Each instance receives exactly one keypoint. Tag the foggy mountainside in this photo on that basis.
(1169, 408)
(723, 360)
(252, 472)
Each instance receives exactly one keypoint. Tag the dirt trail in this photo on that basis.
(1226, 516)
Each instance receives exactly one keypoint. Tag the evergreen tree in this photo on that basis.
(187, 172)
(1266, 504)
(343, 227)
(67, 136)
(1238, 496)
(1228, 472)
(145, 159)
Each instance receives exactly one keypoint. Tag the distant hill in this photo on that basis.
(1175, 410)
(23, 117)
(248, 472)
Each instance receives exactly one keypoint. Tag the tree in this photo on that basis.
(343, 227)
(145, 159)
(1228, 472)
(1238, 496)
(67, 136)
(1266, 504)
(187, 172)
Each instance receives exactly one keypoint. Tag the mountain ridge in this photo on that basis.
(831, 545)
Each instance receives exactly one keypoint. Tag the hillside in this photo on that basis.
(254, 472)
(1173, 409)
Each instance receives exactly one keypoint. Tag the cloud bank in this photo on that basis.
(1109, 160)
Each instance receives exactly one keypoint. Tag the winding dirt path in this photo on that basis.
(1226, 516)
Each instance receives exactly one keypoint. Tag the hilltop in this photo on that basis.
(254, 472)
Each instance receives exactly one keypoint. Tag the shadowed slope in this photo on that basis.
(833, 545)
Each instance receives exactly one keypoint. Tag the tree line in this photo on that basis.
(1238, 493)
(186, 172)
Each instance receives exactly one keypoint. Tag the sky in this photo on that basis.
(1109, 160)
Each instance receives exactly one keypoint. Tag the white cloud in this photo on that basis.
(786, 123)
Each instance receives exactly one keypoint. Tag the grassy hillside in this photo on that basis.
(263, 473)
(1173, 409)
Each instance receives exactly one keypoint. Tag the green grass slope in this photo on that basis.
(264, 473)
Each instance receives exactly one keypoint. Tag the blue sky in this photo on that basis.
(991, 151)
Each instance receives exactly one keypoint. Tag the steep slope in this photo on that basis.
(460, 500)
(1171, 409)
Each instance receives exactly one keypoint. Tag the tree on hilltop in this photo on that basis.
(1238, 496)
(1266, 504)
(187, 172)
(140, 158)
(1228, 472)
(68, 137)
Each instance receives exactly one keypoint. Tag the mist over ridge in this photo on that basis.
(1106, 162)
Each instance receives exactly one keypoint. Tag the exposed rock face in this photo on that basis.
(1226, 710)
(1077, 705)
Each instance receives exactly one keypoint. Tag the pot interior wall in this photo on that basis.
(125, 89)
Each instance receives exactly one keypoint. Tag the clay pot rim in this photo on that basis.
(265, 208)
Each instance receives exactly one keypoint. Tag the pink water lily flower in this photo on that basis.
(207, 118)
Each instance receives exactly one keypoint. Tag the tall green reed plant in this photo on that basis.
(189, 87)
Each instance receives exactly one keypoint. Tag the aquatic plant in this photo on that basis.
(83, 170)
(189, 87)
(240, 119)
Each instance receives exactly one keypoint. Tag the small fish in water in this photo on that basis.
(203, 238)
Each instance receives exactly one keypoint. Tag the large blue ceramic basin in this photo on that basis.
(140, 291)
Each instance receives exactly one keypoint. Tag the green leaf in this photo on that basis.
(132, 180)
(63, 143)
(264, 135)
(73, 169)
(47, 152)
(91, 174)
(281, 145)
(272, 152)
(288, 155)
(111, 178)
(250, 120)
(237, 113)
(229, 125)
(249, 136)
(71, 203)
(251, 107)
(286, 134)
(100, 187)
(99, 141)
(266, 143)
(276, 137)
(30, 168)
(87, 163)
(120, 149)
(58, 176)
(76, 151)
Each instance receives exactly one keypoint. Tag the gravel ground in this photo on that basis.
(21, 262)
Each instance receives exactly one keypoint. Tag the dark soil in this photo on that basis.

· · · · · · ·

Formate todas as linhas da listagem acima como uma lista numerada, omitindo as linhas em branco.

1. Each instance receives exactly one keypoint. Tag the foggy mountainside in this photo on that basis.
2. (1169, 408)
3. (723, 360)
4. (252, 472)
5. Each instance receives exactly one keypoint. Tag the dirt trail in this photo on that basis.
6. (1226, 516)
7. Each instance receives exactly one keypoint. Tag the evergreen tree in this photo on that basis.
8. (187, 172)
9. (1266, 504)
10. (343, 227)
11. (67, 136)
12. (1238, 496)
13. (1228, 472)
14. (145, 159)
15. Each instance receives exactly one keypoint. Tag the distant hill in this photo on that basis.
16. (1175, 410)
17. (23, 117)
18. (248, 472)
19. Each instance receives exactly one keypoint. Tag the tree in this photo on that basis.
20. (343, 227)
21. (145, 159)
22. (1228, 472)
23. (1238, 496)
24. (67, 136)
25. (1266, 504)
26. (187, 172)
27. Each instance receives exactly one keypoint. Tag the mountain ridge in this photo on that basis.
28. (831, 545)
29. Each instance receives exactly one keypoint. Tag the hillside in this photo on that basis.
30. (254, 472)
31. (1173, 409)
32. Each instance receives exactly one keypoint. Tag the cloud bank in this photo on that basis.
33. (1109, 160)
34. Each instance receives exactly one keypoint. Tag the winding dirt path in this photo on that basis.
35. (1226, 516)
36. Each instance receives exactly one keypoint. Tag the hilltop in this photo on that basis.
37. (254, 472)
38. Each instance receives exactly one keypoint. Tag the shadowed slope in this photo on that basis.
39. (833, 545)
40. Each instance receives exactly one keypoint. Tag the tree line in this photo on that basis.
41. (1238, 493)
42. (186, 172)
43. Each instance receives exactly one keypoint. Tag the sky in this photo on that basis.
44. (1109, 160)
45. Each instance receives exactly one keypoint. Tag the white cloud in this photo on that basis.
46. (786, 123)
47. Each instance receives exactly one keypoint. Tag the grassy hillside in this photo on that basis.
48. (263, 473)
49. (1173, 409)
50. Each instance receives exactly one keypoint. Tag the green grass slope in this photo on that basis.
51. (264, 473)
52. Each instance receives exactly one keypoint. Tag the blue sky in this photo on that basis.
53. (991, 151)
54. Each instance receives exactly one keypoint. Tag the steep slope in this photo on that basis.
55. (460, 500)
56. (1171, 409)
57. Each instance receives exactly one keypoint. Tag the tree on hilltop in this photo on that basis.
58. (1238, 496)
59. (1266, 504)
60. (187, 172)
61. (140, 158)
62. (1228, 472)
63. (68, 137)
64. Each instance receives exactly one keypoint. Tag the mist over ridge in this photo on that basis.
65. (1106, 162)
66. Each instance receives exactly one keypoint. Tag the exposed rock face in this photo on that basis.
67. (1226, 710)
68. (1077, 705)
69. Each instance receives exactly one keypoint. Tag the pot interior wall in this photo on that basis.
70. (125, 89)
71. Each instance receives exactly one keypoint. Tag the clay pot rim in this photo on that basis.
72. (265, 208)
73. Each instance receives exactly one keypoint. Tag the pink water lily flower in this photo on that basis.
74. (207, 118)
75. Each instance receives exactly one keypoint. Tag the tall green reed plant in this photo on that basis.
76. (189, 87)
77. Each instance receives exactly one keypoint. Tag the aquatic plant in this photo on that basis.
78. (83, 170)
79. (189, 87)
80. (240, 119)
81. Each instance receives exactly one keypoint. Tag the small fish in water in this photo on that basis.
82. (203, 238)
83. Each instance receives exactly one keypoint. Tag the large blue ceramic basin in this photo on that basis.
84. (140, 291)
85. Each instance receives exactly one keypoint. Tag the green leaf in this photo on that basis.
86. (132, 180)
87. (63, 143)
88. (264, 135)
89. (73, 169)
90. (47, 152)
91. (91, 174)
92. (281, 145)
93. (272, 152)
94. (288, 155)
95. (111, 178)
96. (250, 120)
97. (237, 113)
98. (229, 125)
99. (249, 136)
100. (71, 203)
101. (251, 107)
102. (286, 134)
103. (100, 187)
104. (99, 141)
105. (266, 143)
106. (276, 137)
107. (30, 168)
108. (87, 163)
109. (120, 149)
110. (58, 176)
111. (76, 151)
112. Each instance receives exactly one keypoint. Tag the gravel ground in this photo on that basis.
113. (21, 262)
114. Each instance receives exactly one keypoint. Tag the dark soil in this photo on that basis.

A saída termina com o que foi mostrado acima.